_EXCERPTED PASSAGE_
— START —

7 Historic Feminist Olympic Moments, Because Female Athletes Have Always Slayed

We're now fully into the Olympic Games in Rio, and, alongside the stupendous feats of athleticism being displayed by people from around the world, there have already been some pretty outrageous incidents of sexism in Olympic media coverage. An NBC sportscaster came in for massive criticism after he said the husband and trainer of Katinka Hosszu, the gold-winning Hungarian swimmer, was "responsible" for her win; BBC sports presenter Helen Skelton was barraged with criticism for daring to show her legs in shorts while reporting on swimming; and the Chicago Tribune got justly lambasted for referring to medallist Corey Cogdell-Unrein as the "wife of a Bears lineman" instead of by her name. Clearly there's still a long way to go in the world's treatment of women around and in sports; but the Olympics in particular has had a fairly remarkable journey in its involvement with female athletes. So what moments in feminist olympic history would remind us of the progress we've made?

Much of societal change is taken in small increments rather than big leaps, and the Olympics is a definite example of that; from the first 22 female athletes at the 1900 Games, the percentage of female participation in the Games has climbed every year. In 1992 they made up a mere 28.8 percent of the total athletes, but in 2016 they're at 45 percent. Included in that increase are many small victories, from the first African American female participants to the groundbreaking figures who made giant moves for their country or discipline. Everybody loves a good Olympic heart-swelling moment; but feminist moments from the Olympics are sometimes less about people and more about institutions and the media doing the right thing.

Here are seven feminist moments in Olympic history that will make you want to punch the air (in a good way).

1900: The First Women Compete In The Olympics (In Skirts)

— END —

_TO BE DONE_
1. According to the piece on feminist Olympic moments, what share of all Olympic athletes were women in 1992?
2. Write the next part of the piece on feminist Olympic moments, starting right after its last line.
These lines come from a different source than the text.

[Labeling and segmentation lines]
— START —

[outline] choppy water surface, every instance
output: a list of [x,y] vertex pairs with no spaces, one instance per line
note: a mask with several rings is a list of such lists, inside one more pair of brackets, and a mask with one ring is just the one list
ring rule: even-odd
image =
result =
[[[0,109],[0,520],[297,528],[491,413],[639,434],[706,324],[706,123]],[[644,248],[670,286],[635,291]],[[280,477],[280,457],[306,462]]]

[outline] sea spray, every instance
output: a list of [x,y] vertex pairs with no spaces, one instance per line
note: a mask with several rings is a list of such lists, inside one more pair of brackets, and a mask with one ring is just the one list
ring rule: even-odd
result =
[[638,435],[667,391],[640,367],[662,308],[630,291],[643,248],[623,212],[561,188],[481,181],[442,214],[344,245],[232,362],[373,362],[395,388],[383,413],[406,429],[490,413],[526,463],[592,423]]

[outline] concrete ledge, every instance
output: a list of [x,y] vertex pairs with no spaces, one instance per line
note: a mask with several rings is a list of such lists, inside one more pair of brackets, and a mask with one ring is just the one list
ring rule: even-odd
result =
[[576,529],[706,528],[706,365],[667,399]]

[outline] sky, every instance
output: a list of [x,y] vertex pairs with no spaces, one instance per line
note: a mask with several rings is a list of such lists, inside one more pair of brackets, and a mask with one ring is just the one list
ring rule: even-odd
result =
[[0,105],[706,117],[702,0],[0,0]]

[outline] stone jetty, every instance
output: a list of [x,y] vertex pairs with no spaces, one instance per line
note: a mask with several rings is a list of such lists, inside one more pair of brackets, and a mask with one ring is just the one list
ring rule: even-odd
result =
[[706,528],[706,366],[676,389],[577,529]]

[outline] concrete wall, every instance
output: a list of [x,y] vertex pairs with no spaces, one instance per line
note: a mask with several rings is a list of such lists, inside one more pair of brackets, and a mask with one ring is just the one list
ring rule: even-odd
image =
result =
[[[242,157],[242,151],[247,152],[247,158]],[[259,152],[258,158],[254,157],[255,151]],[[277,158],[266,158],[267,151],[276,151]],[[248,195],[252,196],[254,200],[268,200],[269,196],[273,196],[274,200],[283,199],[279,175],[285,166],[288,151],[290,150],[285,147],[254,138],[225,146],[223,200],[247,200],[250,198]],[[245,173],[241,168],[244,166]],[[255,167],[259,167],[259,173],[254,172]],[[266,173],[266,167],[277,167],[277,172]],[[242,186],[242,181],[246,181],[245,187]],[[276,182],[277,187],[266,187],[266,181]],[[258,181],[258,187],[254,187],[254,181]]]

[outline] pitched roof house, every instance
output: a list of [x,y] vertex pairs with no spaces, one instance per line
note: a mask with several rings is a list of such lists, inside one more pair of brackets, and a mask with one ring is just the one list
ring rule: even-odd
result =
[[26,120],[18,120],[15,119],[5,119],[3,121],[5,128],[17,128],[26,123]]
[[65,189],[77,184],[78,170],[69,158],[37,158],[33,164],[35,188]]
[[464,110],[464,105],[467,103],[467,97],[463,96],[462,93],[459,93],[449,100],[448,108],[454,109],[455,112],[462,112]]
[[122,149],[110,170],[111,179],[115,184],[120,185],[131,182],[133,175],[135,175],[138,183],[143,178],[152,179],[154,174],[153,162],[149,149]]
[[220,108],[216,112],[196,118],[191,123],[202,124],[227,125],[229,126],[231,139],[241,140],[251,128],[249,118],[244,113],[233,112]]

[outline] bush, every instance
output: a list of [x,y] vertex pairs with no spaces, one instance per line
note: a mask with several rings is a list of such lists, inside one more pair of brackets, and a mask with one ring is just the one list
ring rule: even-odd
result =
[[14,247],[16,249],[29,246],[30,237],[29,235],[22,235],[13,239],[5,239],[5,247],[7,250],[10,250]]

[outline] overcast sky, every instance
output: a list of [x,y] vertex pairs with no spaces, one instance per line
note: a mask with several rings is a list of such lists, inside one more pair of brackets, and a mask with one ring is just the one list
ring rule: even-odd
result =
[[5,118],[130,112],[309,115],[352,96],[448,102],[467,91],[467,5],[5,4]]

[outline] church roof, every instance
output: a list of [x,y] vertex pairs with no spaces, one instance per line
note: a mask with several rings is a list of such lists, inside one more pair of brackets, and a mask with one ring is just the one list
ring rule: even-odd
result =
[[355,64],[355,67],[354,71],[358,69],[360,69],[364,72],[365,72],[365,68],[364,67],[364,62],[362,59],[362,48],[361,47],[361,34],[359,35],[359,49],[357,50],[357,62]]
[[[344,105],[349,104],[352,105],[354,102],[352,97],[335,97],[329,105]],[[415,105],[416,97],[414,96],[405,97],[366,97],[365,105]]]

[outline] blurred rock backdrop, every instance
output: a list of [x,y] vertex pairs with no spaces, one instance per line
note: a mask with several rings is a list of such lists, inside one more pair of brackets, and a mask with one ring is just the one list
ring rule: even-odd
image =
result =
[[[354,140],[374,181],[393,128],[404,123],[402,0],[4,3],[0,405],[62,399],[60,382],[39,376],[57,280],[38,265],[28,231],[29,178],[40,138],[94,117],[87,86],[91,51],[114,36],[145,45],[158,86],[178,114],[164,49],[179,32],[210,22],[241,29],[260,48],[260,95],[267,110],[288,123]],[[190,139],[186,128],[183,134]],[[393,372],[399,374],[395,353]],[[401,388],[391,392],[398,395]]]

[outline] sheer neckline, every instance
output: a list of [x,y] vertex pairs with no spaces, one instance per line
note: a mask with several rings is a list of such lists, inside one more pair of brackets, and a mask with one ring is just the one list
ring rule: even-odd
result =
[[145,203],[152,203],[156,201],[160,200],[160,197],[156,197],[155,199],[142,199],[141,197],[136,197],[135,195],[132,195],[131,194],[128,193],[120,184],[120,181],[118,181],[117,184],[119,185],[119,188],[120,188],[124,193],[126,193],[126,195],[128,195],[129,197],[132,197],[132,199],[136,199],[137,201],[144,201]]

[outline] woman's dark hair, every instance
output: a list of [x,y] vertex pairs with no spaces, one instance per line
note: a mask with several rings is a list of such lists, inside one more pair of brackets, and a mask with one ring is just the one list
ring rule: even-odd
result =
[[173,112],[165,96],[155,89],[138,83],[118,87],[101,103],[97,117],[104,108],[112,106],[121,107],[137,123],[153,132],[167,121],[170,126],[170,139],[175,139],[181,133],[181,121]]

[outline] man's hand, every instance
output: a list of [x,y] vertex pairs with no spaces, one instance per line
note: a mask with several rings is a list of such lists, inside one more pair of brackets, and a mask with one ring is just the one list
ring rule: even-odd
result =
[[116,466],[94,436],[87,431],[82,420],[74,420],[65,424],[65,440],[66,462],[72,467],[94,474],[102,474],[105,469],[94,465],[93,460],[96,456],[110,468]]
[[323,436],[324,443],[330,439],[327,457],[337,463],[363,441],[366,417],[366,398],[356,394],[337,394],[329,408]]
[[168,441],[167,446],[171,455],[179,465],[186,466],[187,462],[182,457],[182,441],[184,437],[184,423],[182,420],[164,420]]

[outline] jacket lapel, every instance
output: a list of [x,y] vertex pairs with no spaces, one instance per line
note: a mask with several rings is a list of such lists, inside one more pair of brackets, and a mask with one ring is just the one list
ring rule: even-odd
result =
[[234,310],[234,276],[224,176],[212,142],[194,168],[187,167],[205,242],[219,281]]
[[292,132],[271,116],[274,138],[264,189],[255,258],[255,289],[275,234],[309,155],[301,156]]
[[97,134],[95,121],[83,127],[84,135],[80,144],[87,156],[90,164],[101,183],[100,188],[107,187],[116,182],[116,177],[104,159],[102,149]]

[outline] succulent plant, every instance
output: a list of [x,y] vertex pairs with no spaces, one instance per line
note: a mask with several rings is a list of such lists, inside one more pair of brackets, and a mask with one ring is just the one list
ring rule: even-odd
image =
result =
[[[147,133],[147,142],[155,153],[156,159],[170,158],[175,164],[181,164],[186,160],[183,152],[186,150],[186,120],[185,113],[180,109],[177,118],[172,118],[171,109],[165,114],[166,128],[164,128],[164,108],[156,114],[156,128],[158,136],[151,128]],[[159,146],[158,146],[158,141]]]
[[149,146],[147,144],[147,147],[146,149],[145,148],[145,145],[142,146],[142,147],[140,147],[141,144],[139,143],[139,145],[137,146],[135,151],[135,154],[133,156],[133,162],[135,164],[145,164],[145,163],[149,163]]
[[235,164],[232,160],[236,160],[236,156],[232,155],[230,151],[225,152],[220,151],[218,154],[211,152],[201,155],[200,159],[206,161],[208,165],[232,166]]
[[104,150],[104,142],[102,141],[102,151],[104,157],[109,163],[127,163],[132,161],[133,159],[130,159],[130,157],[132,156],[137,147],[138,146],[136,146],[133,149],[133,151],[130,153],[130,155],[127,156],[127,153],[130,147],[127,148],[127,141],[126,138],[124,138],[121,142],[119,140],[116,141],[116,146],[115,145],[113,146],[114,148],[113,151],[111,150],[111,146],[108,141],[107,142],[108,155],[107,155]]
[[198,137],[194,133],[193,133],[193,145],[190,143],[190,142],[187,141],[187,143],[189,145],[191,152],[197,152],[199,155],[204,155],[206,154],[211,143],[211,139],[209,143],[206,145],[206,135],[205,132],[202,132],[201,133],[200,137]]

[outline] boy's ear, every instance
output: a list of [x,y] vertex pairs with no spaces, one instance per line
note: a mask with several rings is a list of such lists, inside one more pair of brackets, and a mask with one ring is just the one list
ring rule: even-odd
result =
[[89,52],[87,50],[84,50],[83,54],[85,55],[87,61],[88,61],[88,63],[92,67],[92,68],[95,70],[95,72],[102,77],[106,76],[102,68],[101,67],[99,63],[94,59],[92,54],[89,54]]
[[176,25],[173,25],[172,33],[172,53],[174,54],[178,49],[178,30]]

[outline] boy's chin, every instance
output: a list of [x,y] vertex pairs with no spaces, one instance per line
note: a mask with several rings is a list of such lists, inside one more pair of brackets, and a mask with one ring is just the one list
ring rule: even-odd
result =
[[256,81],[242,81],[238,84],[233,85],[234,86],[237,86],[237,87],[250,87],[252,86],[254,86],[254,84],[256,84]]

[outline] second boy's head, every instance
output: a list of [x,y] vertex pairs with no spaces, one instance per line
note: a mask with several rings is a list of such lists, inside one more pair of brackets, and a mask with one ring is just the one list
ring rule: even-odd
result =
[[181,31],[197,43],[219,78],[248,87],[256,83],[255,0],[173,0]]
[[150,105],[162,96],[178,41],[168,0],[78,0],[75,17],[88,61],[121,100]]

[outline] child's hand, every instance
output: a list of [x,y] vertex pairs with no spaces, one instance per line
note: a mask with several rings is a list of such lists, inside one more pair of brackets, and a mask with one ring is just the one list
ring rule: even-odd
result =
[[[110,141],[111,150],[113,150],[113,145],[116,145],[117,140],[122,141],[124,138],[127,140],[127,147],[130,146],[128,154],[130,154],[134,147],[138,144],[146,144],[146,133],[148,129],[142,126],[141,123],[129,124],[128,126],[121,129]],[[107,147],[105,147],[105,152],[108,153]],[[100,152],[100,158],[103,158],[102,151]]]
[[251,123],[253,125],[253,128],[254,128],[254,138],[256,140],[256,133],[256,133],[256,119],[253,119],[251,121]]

— END —

_RESPONSES IN ORDER_
1. Women made up 28.8 percent of the athletes.

2.
The first modern Olympic games, in 1896, was male-only; but, in a move of surprisingly progressiveness, women made their way into the competition at the second event, in 1900. There were only 22 of them, and they only featured in "ladylike" sports like tennis, sailing, and croquet, but they still made a mark; the first woman to win a medal, Swiss athlete Hélène de Pourtalès, was in a boat crew with her husband and his nephew, while the first individual gold medal for a woman went to the English tennis player Charlotte Cooper, who dominated the sport despite having to play in shirt, tie, and floor-length skirt.

1912: Fanny Durack Pays Her Own Way

The victory of Fanny Durack, the Australian swimmer, in the 100m freestyle at the 1912 Olympic Games was as much a triumph of will as it was a show of athleticism. Durack, an Australian champion swimmer, was restricted from competing at the Olympics by an Australian law that ruled it was "indecent" for women to swim at the same events as men; but she was a hugely popular figure in Sydney, where she trained and raced, and was determined to make it to the Olympics on her own. She raised her own passage with the help of a public appeal for money, convinced the swimming officials to lift the ban, sailed to Stockholm, and proceeded to win the gold medal, breaking the world record in the process. In these days of state sponsorship and huge nationwide support for athletes, it's a hell of a moment to remember.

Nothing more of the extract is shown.